**Textauszug**

Alin_Coen_Foto_Sven-Korejtko

Bei der diesjährigen Sommerwerft am Main lernten sie sich kennen und beschlossen ein gemeinsames Konzert im Ponyhof: Claudia Rudek, Mitglied bei Emirsian und solo auf Singer/Songwriter-Pfaden mit viel Folk- und Country-Appeal, und Alin Coen, Songpoetin aus Weimar. Am 28.11. ist es nun soweit. Das JOURNAL sprach vorab mit Alin Coen.

Journal Frankfurt: Du hast Anfang September auf der Sommerwerft am Main gespielt. Was für Erinnerungen hast Du an dieses Konzert?
Alin Coen: Beim Konzert war eine unheimlich freundliche Stimmung im Zelt. Bei einem Lied haben zwei Mädchen in den vorderen Reihen so laut mitgesungen, mit einem völlig anderen Text als meinem, dass ich leider meinen eigenen Text vergessen habe. Ich habe mich aber über die beiden gefreut, wie sie so engagiert und mit vollem Herzen dabei waren. Das war hinreißend.

Zu den begeisterten Zuschauern gehörte auch Kollegin Claudia Rudek – habt ihr da gleich das gemeinsame Konzert im Ponyhof beschlossen?
Ja, so war's. Ich hatte beim Konzert angekündigt, dass ich für das Ende des Jahres gerne mit meiner Band auf Tour gehen möchte, und dass ich mich über Vorschläge freue. Da hat sich Claudia berufen gefühlt und mir ein gemeinsames Konzert vorgeschlagen.

Sind Konzerte in solch kleinen, intimen Locations, ob marokkanisches Zelt oder kleine Club wichtig für Dich und Deine Musik?
Bisher spielen wir ja fast ausschließlich in kleinen Clubs und Locations. Ich mag das sehr gerne. Wir haben als Band einige größere Konzerte als Support eröffnet und man kriegt sobald man auf einer großen Bühne steht und die Strahler zu hell werden, nicht mehr so viel vom Publikum mit, weil man bis auf die ersten drei Reihen nur noch Dunkelheit sieht. Hat natürlich auch seinen Reiz auf einer großen Bühne zu stehen.

Ich mag es aber nah am Publikum zu sein und etwas vom Publikum mitzubekommen. Am schönsten fand ich es bisher immer, wenn so eine Lockerheit zwischen Publikum und uns vorhanden war.
Wenn man sich das erste Mal über Alin Coen informieren will, die myspace-Seite aufruft und in die Musik hinein hört, dann überrascht, dass hier englische Songs neben deutschen stehen und Du beides mit der selben Selbstverständlichkeit verkörperst... Für andere Künstler setzt an dieser Stelle schon eine Gewissens- oder Glaubensfrage ein, überlegt man sich, kann das Konzept sein oder ist das für die eigene Positionierung viel zu irritierend für Medien, Booker und Publikum?

[Gespeicherte Dateneinträge]
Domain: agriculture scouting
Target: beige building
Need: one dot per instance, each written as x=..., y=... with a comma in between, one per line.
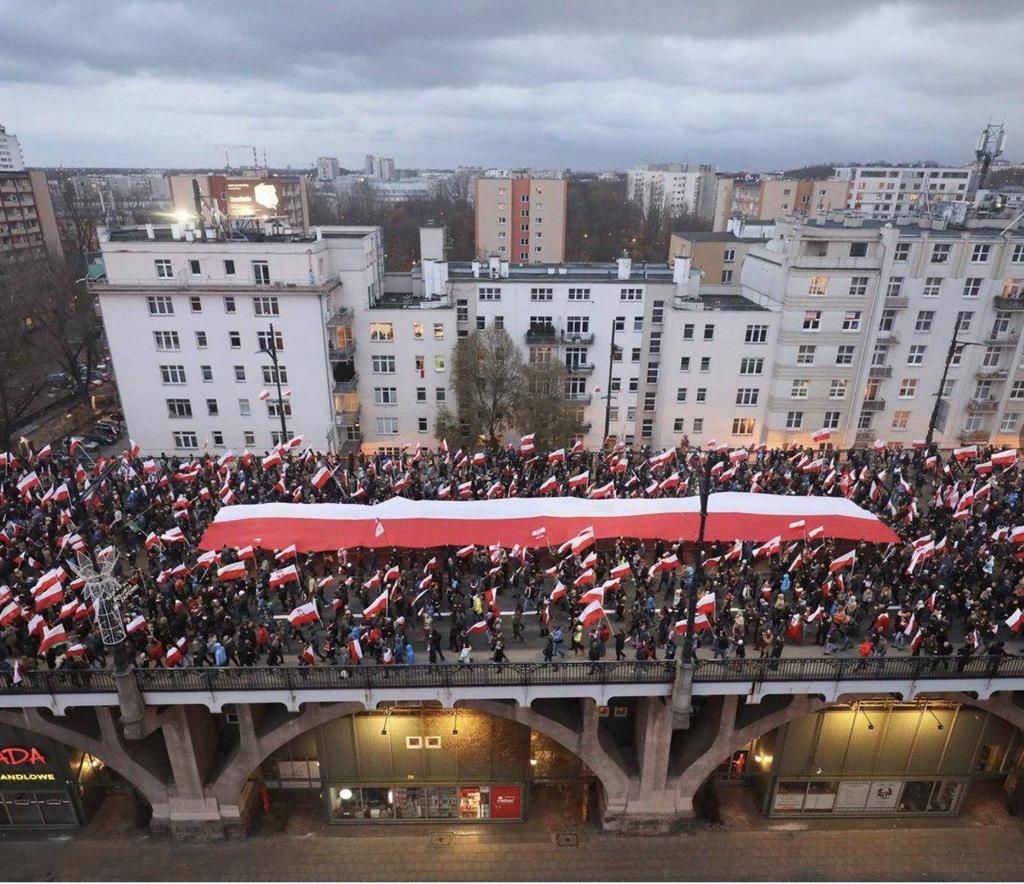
x=521, y=219
x=719, y=254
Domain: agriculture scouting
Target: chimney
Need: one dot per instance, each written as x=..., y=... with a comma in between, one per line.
x=625, y=266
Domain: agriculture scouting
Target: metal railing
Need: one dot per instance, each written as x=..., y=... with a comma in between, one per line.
x=858, y=669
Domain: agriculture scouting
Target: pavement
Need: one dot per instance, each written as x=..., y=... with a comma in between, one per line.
x=982, y=845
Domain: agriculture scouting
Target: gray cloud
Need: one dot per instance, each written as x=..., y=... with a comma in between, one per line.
x=749, y=84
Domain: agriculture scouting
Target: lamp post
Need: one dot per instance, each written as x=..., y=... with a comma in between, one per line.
x=271, y=350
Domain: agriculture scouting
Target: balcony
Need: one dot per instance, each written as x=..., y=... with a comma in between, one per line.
x=982, y=407
x=1001, y=303
x=346, y=386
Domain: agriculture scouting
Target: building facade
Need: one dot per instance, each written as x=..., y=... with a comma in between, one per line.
x=520, y=218
x=677, y=188
x=891, y=192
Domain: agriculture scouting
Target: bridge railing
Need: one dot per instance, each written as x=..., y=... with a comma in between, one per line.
x=857, y=669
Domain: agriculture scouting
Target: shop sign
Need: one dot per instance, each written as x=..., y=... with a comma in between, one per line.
x=506, y=802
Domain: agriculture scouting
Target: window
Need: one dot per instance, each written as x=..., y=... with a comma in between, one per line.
x=167, y=340
x=272, y=375
x=907, y=388
x=265, y=305
x=185, y=439
x=756, y=335
x=858, y=285
x=160, y=305
x=812, y=321
x=179, y=408
x=172, y=374
x=382, y=332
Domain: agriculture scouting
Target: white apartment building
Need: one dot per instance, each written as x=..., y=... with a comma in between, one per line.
x=890, y=192
x=10, y=153
x=678, y=188
x=867, y=314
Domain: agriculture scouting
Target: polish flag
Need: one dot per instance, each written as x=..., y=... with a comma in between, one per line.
x=376, y=606
x=235, y=571
x=591, y=614
x=304, y=614
x=285, y=575
x=846, y=560
x=135, y=624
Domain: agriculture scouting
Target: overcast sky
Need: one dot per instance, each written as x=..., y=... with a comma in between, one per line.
x=743, y=85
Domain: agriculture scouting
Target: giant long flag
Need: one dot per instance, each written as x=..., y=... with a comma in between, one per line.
x=427, y=523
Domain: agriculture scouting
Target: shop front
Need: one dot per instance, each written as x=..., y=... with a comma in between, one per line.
x=877, y=759
x=44, y=785
x=412, y=764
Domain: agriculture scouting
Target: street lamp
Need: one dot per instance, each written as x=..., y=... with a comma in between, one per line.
x=271, y=350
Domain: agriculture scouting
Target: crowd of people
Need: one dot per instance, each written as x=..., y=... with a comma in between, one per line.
x=953, y=587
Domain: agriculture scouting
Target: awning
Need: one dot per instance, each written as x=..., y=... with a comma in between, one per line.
x=427, y=523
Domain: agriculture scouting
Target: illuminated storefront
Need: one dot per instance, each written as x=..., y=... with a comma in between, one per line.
x=878, y=758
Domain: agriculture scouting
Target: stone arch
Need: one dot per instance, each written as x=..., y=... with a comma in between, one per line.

**Aufgaben**
a – Was passierte laut dem Interview mit Alin Coen, als zwei Mädchen in den vorderen Reihen mit einem ganz anderen Text laut mitsangen?
b – Schreibe das Interview mit Alin Coen im Anschluss an seinen letzten Satz weiter.

**Antworten**
a – Alin Coen vergaß ihren eigenen Text.

b –
Irritierend scheint das mit der Deutsch/Englisch-Frage vor allem für Leute, aus der Musikbranche. Von den Zuhörern auf Konzerten werde ich sehr selten mal auf dieses Thema angesprochen. Diejenigen, die Englisch nicht so gut verstehen, wollen mehr deutschsprachige Lieder hören, anderen sind die englischsprachigen Lieder lieber.
Für mich hat sich die Zweisprachigkeit nie als ein Konflikt dargestellt. Zum einen bin ich zweisprachig aufgewachsen (mexikanischer Vater, deutsche Mutter), zum anderen habe ich angefangen Lieder zu schreiben, als ich in Schweden lebte, wo ich überwiegend Englisch sprach. Jahre später habe ich dann auch mal ein Lied auf deutsch fertig geschrieben. Für mich haben die beiden Sprachen verschiedene Qualitäten. Im Englischen fällt es mir leichter emotional zu singen. Mich in der Form im Deutschen auszudrücken käme mir manchmal pathetisch vor. Damit meine ich nicht die Wortwahl, sondern die Nachdrücklichkeit beim Singen. Mit dem Gebrauch der deutschen Sprache bin ich etwas vertrauter. Ich habe große Freude daran, wenn Sätze entstehen, die verschiedene Ebenen in sich tragen, die ich selber manchmal beim Schreiben noch nicht wahrnehme. Ich schreibe aber nicht absichtlich einen Song auf Deutsch oder auf Englisch. Die Lieder entstehen mit einer Melodie und einem ersten Satz, den ich behalten will. Der bestimmt dann, ob das Lied in der einen oder anderen Sprache geschrieben wird.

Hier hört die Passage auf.